→ **Exercise directions**
The data must be written out once more, precisely as given.

→ **Source data**
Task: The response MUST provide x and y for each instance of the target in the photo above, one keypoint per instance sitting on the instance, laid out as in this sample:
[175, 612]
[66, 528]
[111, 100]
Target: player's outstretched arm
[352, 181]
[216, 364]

→ **Result of this task**
Task: The response MUST provide x and y for each instance of the target in the photo above, one keypoint per instance sitting on the instance, laid out as in this sample:
[175, 612]
[66, 528]
[111, 100]
Target: player's outstretched arm
[352, 181]
[216, 364]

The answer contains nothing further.